Provided text →
[Start of section]
Nuclear mattersMafia's new business: sinking nuclear waste at sea

Published 16 September 2009

The Sicilian Mafia had muscled in on the lucrative business of radioactive waste disposal; to increase the profit margin, mafia operatives blow up and sink the ships at sea rather than process the nuclear waste on board

A shipwreck apparently containing toxic waste is being investigated by authorities in Italy amid claims that it was deliberately sunk by the mafia.

An informant from the Calabrian mafia said the ship was one of a number he blew up as part of an illegal operation to bypass laws on toxic waste disposal.

The sunken vessel has been found 30km (18 miles) off the south-west of Italy.

The informant said it contained “nuclear” material. The BBC reports that officials said it would be tested for radioactivity. Murky pictures taken by a robot camera show the vessel intact and alongside it are a number of yellow barrels. Labels on them say the contents are toxic.

The informant said the mafia had muscled in on the lucrative business of radioactive waste disposal. He said that instead of getting rid of the material safely, he blew up the vessel out at sea, off the Calabrian coast. He also says he was responsible for sinking two other ships containing toxic waste.
[End of section]
Data →
[Start of section]
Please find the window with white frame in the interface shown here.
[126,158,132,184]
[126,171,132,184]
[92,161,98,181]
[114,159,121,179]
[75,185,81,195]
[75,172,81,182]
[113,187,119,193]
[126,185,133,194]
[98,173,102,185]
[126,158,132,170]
[End of section]
Task requirements →
[a] According to the article on the mafia sinking nuclear waste at sea, how far off Italy was the sunken vessel found?
[b] Write the next part of the article on the mafia sinking ships loaded with toxic waste, picking up after its final sentence.

Written responses →
[a] It was found 30km (18 miles) off the south-west of Italy.

[b]
Experts are now examining samples taken from the wreck.

An official said that if the samples proved to be radioactive then a search for up to thirty other sunken vessels believed scuttled by the mafia would begin immediately.

For years there have been rumors that the mafia was sinking ships with nuclear and other waste on board, as part of a money-making racket. The environmental campaign group Greenpeace and others have compiled lists over the past few decades of ships that have disappeared off the coast of Italy and Greece.

Processing waste is highly specialized and is supposed to be an industry where security is the top priority. If tests show that there is nuclear material on the seabed it will prove that the mafia has moved into its dirtiest business yet.